TASK SET:
(1) In the mountain road tips, what should a driver do instead of slamming on the brakes in a vehicle with anti-lock brakes?
(2) Please extend the mountain road tips past their last bullet.

QUOTED TEXT:
=======

Tips on Maneuvering Mountain Roads

Whether it’s sharing the road with bicyclists during the summer or using four wheel drive or chains in winter, even seasoned drivers will tell you mountain driving isn’t the flat lands with its share of switch backs and blind spots, steep hills and wildlife.

Weather conditions change how we drive Sierra roads and in winter chains and snow tires is certainly a given factor when crossing mountain passes in snowy conditions. Caltrans and the Nevada Department of Transportation are good places to start before you even hit the road with up to the minute reports on travel conditions.

Here are number of tips from Caltrans and NDOT on maneuvering mountain roads

  • Make sure that your brakes, windshield wipers, defroster, heater and exhaust systems are in good condition.
  • Don’t go down a mountain road any faster than you can go up it. Do not slam on brakes. Instead apply steady pressure on vehicles with anti-lock brakes and pump the brakes if necessary on vehicles aren’t equipped with anti-lock brakes.

=======

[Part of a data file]
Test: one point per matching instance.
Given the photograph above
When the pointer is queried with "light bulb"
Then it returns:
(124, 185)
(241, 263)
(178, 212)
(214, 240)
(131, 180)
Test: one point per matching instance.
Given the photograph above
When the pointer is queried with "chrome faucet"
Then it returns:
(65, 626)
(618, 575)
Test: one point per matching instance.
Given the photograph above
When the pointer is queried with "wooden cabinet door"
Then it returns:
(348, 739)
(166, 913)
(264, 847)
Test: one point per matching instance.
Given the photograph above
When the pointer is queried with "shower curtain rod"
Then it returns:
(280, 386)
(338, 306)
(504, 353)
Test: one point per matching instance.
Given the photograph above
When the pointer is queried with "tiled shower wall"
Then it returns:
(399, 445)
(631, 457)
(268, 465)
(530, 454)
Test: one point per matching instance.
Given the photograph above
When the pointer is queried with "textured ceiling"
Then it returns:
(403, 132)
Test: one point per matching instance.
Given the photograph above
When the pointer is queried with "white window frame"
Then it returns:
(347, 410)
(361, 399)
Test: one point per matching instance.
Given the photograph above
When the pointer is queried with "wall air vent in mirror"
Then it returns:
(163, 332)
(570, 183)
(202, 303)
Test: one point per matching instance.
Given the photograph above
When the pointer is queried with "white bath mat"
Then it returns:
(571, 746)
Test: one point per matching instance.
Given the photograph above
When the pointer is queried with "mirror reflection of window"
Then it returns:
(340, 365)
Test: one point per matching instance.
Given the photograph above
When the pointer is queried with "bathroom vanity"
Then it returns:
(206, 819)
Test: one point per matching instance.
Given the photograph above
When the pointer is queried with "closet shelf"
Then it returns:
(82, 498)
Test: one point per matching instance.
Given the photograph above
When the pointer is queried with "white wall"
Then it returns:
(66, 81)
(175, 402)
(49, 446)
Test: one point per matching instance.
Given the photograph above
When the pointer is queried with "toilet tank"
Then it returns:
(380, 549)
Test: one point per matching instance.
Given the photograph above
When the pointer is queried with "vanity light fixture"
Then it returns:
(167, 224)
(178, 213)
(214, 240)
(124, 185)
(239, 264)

=======

RESPONSE LIST:
(1) Apply steady pressure on the brakes.

(2)
  • Vehicles often build up speed moving down a steep hill. Use a low gear to help slow your vehicle down. Don’t drive in neutral or with your foot on the clutch. Check traffic through your mirrors. Be alert for large trucks and buses that may be going too fast. In some places, you will see a sign warning of a steep hill as shown in this figure.
  • When ascending on a steep hill, maintain a steady speed by applying more pressure on the accelerator.
  • Don’t “hug” the center line.
  • If weather conditions deteriorate slow down, be more observant and demonstrate extra road courtesy. If other drivers appear to be in a hurry, let them pass — it may be an emergency.
  • Remove snow and ice from all vehicle windows, mirrors, lights, turn signals and license plates.
  • Reduce speed. Speed limits are based on normal road and weather conditions, not winter road conditions. And just because you’re in an SUV doesn’t mean that the added weight will keep you more grounded.
  • Many accidents involving SUVs happen because motorists tend to believe they can navigate the roads just as good with snow on them as without.
  • Don’t panic if you find yourself beginning to slide on snow or ice.
  • To negotiate out of this, take your foot off the gas and do not hit your brakes. Steer the front of your vehicle in the direction you wish to travel. If you must use the brakes, do not allow them to lock up.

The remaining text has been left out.